DOCUMENT TEXT:
== Segment start ==
Gentlewoman: Look! Lo, she hath dropped the sealed missive.
Doctor: As I fear 'tis our sacred duty, we must read what she hath wrote.
(opens letter and reads)
"All work and no play makes Teri a dull girl. All work and no play makes Teri a dull girl. All work and no play makes Teri a dull girl." At the bottom there seem to be several mathematical formulae.
Gentlewoman: (sobs) Tis too late! She has become consumed. Woe! Woe!
Doctor: Nay! Calm thy self. There is a cure! The fellowship of her fellows shall see her through. That, and a full night's sleep, which should happen on July 18th, 2007.
Gentlewoman: (sniff) So she hath only to suffer for another year and a half!
Doctor: Verily, according to my tomes and expert opinion, and we all know that is infalliable. Medicine is an exact science, now.
(exuent)
Dana- This IS fun, isn't it? Go you!
Beth- *slaps forehead* Oy! The blizzard of '01! The taunting squirrels! The Thug Deer who kept pelting us with slushballs. Bastards. I still suspect it was one of them who sabotaged the neon sign of the gas station so we couldn't see it in the distance. Good idea, that, with the snowshoes, though.
yeah, i was really scraping bottom to come up with anything. I plagarized, no, make that satirized good ol' Will here, and Lewis Carroll at dana's place, and I haven't come up with anything for beth yet. dull, dull, dull, I tell you.
Oh, Diana, remember when we were at the conference in St. Louis and you lost your keycard? You stood out in the courtyard for 40 minutes throwing rocks at my window, not realizing that (a) I was sleeping with earplugs in, and (b) it was the window of the room next to mine.
I will never forget how I woke up just in time to see the rent-a-cop chasing you around the pool.
Remember the time you stole my toesocks (the ones where each toe was a different color of the rainbow)? I chased after you and stabbed you in the heel with a dirty gardening trowel. There was blood everywhere!!!! You had to go to the emergency room and get 14 stitches and a superpainful (I hope) tetanus jab in your ass.
I just read everyone else's memories. Hee-lar-i-ous!!!! And so creative.
Mine comes off as rather hostile. Gosh. Really, I no longer bear you any ill- will; all is forgiven.
Teri- I Love both Will and Lewis! I even voluntarily committed "Jabberwocky" to memory in high school. (I can still recite the whole damn thing, thank-you-very-much.)
Jamie, I tell you, was my face red! From the mistaken window (oopsie!) and the running from the security guy. Fortunately, his face was redder from the exertion and he gave up, allowing me to get away, doubling back through the hotel. Well, that's another HoJo I can't go back to...
Rozanne- Well, what else were you going to tell about? The sappy one where we saved the homeless puppies? Or the time we single-handedly landscaped the grounds of that huge nursing home complex, complete with reflection pool and mature rose gardens, overnight, as a surprise for the residents? Heck, everyone knows all about that, it was in all the papers and on the cover of "Time" magazine when we were their People of the Year. (Do you still not bear me ill will if I tell you I snuck in your house last year and re-stole the socks? Beause if you do, I really didn't and am sure you lost them on your own.)
== Segment end ==
TASK 1:
Answer these questions from the comment thread:
(a) On what date should the full night's sleep happen, according to the Doctor?
(b) In what city was the conference where the keycard was lost?
(c) How many stitches were needed after the stabbing with the gardening trowel?
TASK 2:
List every name in the comment thread that begins a line and is followed immediately by a hyphen.

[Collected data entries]
== Segment start ==
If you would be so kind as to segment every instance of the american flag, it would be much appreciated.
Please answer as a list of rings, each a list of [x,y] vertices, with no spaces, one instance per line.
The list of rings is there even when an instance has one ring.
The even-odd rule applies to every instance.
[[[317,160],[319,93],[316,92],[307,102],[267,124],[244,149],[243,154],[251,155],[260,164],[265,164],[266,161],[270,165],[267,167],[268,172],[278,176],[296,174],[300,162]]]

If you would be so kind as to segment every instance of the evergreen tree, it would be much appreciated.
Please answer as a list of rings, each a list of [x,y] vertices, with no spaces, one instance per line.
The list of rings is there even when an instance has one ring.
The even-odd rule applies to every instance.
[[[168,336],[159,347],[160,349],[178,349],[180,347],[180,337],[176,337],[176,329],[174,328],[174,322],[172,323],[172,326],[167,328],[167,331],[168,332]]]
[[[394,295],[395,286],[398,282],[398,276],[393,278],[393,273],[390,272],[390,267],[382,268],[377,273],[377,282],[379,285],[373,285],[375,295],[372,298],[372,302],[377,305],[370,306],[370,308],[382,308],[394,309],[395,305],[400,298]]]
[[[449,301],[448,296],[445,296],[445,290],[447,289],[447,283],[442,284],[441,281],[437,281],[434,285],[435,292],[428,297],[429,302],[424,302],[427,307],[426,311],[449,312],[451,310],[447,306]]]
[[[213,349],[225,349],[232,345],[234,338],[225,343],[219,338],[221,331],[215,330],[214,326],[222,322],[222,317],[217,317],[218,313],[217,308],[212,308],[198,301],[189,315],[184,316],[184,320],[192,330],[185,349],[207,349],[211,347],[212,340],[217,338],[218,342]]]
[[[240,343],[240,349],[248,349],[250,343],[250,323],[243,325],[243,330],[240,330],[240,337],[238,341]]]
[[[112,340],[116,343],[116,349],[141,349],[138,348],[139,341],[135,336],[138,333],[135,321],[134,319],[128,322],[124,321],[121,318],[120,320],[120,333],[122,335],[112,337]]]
== Segment end ==
WRITTEN REPLY 1:
(a) July 18th, 2007
(b) St. Louis
(c) 14

WRITTEN REPLY 2:
Dana, Beth, Teri, Rozanne